Extracted data entries
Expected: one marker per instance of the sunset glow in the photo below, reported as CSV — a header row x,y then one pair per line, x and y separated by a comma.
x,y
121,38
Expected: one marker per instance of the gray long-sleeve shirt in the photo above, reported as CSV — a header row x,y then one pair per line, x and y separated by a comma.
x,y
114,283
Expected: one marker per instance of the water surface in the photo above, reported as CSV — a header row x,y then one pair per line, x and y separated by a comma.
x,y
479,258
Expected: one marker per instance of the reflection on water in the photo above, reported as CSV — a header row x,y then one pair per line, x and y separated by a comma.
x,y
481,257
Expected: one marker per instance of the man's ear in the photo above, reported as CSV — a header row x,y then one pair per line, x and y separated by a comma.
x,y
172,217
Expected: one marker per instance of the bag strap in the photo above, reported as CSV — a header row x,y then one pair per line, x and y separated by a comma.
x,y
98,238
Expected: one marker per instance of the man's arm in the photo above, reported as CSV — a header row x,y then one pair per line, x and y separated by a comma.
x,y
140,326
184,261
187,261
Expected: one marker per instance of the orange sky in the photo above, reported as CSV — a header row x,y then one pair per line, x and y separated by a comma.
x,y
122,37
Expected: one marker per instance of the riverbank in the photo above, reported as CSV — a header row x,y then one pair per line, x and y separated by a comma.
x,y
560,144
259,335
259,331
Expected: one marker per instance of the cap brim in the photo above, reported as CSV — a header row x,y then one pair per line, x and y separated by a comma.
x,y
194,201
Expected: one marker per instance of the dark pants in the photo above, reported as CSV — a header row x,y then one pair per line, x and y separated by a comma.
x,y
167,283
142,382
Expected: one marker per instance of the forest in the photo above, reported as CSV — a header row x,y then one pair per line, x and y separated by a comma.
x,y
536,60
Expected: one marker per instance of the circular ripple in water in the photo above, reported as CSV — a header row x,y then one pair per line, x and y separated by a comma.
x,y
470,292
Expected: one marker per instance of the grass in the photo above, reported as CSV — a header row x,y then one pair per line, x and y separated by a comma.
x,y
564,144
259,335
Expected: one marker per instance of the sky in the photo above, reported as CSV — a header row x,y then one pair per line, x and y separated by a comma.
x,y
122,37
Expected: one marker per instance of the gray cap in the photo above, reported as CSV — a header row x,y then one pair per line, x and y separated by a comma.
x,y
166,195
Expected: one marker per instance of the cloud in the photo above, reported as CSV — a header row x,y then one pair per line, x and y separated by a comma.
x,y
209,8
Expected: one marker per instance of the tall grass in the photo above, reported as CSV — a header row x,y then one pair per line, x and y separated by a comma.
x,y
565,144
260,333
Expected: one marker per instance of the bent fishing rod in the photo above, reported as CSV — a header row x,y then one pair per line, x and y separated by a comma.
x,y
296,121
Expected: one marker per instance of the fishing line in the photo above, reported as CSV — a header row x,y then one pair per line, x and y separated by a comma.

* ACTION ITEM: Once you have read the entries, write them out again without altering a single character.

* FINISHED TASK:
Expected: one marker per instance of the sunset glow in the photo below, reported as CSV — a header row x,y then one pair per line, x and y separated by a comma.
x,y
121,38
Expected: one marker per instance of the gray long-sleeve shirt in the photo above, reported as CSV — a header row x,y then one pair per line, x and y separated by a comma.
x,y
114,283
Expected: one marker per instance of the water surface in the photo above, reported as CSV — a header row x,y then one pair per line, x and y separated by a comma.
x,y
479,258
Expected: one marker per instance of the reflection on water in the photo above, reported as CSV — a header row x,y then one pair per line, x and y separated by a comma.
x,y
481,257
Expected: one marker per instance of the man's ear in the photo above, reported as CSV — a header row x,y then one pair per line, x and y separated by a comma.
x,y
172,217
Expected: one marker per instance of the bag strap in the photo above, reported as CSV — a header row x,y then one pair per line, x and y separated by a comma.
x,y
98,238
Expected: one marker per instance of the man's arm in the photo above, reported as CSV — a header row x,y then one pair per line, x and y separated by a comma.
x,y
140,326
184,261
187,261
Expected: one marker per instance of the orange sky in the photo above, reported as CSV — a header row x,y then one pair per line, x and y separated by a comma.
x,y
122,37
Expected: one marker per instance of the riverbank in the photo above, reported as CSV — a header row x,y then one pair per line, x and y separated by a comma.
x,y
560,144
259,335
259,331
Expected: one marker per instance of the cap brim in the photo above, reported as CSV — a header row x,y then one pair per line, x and y separated by a comma.
x,y
194,201
Expected: one marker per instance of the dark pants in the photo above, reported as CSV — a header row x,y then one pair per line, x and y separated by a comma.
x,y
167,283
142,382
Expected: one marker per instance of the forest in the photo above, reported as CSV — a header row x,y then one pair per line, x and y separated by a comma.
x,y
536,60
Expected: one marker per instance of the circular ripple in water in the photo above, reported as CSV — a header row x,y then one pair per line, x and y separated by a comma.
x,y
470,292
Expected: one marker per instance of the grass in the photo above, reported as CSV — a header row x,y then one pair per line, x and y separated by a comma.
x,y
564,144
259,335
Expected: one marker per instance of the sky in the photo above, reported as CSV — a header row x,y then one pair per line, x and y separated by a comma.
x,y
122,37
Expected: one marker per instance of the gray cap in the photo above, reported as CSV — a header row x,y then one pair per line, x and y separated by a comma.
x,y
166,195
Expected: one marker per instance of the cloud in the photo above, reported as CSV — a header row x,y then one pair per line, x and y separated by a comma.
x,y
209,8
Expected: one marker per instance of the tall grass in the photo above, reported as CSV — a header row x,y then one pair per line, x and y separated by a comma.
x,y
565,144
260,333
Expected: one marker per instance of the bent fishing rod in the photo above, reported as CSV — a header row x,y then one pair per line, x and y separated by a comma.
x,y
296,121
Expected: one marker per instance of the fishing line in the photo above, reported as CSV — a header row x,y then one pair per line, x and y separated by a comma.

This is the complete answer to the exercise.